### [STATED PROBLEM]
Reproduce the listing below word for word, every line included.

╔══

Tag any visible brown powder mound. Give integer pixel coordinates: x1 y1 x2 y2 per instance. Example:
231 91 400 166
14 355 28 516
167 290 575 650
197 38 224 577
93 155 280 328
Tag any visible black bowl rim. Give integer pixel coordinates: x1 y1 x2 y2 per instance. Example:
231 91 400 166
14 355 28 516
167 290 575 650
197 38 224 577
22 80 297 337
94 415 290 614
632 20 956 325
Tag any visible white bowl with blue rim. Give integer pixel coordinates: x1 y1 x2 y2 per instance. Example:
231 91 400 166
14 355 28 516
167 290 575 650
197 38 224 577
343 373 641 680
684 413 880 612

╚══

### [PROBLEM SOLUTION]
Tag any visible brown powder mound. Give integer pixel coordinates: x1 y1 x2 y2 per instance. Example:
231 91 400 166
14 355 28 516
167 290 575 650
197 38 224 577
93 155 280 328
Tag any visible black bowl rim. Give integer pixel coordinates: x1 y1 x2 y2 per instance. Example:
231 91 400 166
14 355 28 516
167 290 575 650
197 38 224 577
22 80 297 337
94 415 290 614
632 20 956 325
Tag any visible white bowl with blue rim. Give integer pixel coordinates: x1 y1 x2 y2 per instance. Example:
231 91 400 166
14 355 28 516
167 290 575 650
197 38 224 577
343 373 641 680
684 413 880 612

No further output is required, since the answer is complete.